Problem requirements: The exercise asks you to copy every line below in which "tree" appears.
====
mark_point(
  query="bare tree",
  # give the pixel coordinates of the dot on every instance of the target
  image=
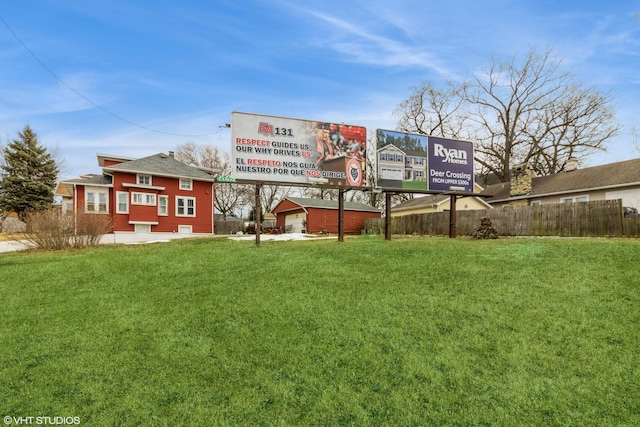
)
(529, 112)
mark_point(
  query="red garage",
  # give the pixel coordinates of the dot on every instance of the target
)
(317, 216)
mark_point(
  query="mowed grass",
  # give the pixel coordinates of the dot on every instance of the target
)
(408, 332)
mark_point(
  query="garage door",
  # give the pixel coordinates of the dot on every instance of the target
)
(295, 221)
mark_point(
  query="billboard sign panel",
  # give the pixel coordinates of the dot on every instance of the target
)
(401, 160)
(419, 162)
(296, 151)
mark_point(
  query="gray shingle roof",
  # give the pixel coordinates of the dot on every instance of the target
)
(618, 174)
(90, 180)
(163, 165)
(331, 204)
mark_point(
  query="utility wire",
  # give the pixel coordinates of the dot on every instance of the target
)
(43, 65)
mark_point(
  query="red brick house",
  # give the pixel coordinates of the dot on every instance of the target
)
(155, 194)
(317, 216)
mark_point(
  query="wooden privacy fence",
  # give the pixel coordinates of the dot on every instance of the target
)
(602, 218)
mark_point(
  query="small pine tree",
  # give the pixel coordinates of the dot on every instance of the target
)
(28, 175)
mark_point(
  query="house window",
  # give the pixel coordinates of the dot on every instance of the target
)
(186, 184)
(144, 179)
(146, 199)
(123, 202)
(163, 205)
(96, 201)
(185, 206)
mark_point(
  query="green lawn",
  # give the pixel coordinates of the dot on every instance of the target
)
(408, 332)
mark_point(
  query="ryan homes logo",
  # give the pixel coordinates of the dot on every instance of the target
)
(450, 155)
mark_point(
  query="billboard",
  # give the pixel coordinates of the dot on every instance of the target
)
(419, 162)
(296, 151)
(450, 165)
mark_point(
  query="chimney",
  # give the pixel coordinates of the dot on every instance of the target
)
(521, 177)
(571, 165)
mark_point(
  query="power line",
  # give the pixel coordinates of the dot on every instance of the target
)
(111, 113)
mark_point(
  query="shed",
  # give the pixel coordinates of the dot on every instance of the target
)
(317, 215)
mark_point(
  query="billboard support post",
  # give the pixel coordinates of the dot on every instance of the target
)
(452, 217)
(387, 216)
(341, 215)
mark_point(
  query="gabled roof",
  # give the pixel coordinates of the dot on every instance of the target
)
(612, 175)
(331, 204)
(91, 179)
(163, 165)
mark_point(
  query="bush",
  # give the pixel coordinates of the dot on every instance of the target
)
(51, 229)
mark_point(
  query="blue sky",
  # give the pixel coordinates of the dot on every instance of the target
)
====
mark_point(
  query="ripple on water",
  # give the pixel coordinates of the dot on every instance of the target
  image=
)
====
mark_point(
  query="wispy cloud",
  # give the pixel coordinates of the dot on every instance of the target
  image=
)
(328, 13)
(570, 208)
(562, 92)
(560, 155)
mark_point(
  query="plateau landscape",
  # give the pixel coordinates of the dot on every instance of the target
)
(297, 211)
====
Exercise result:
  query="bare tree",
  query="small pine tree",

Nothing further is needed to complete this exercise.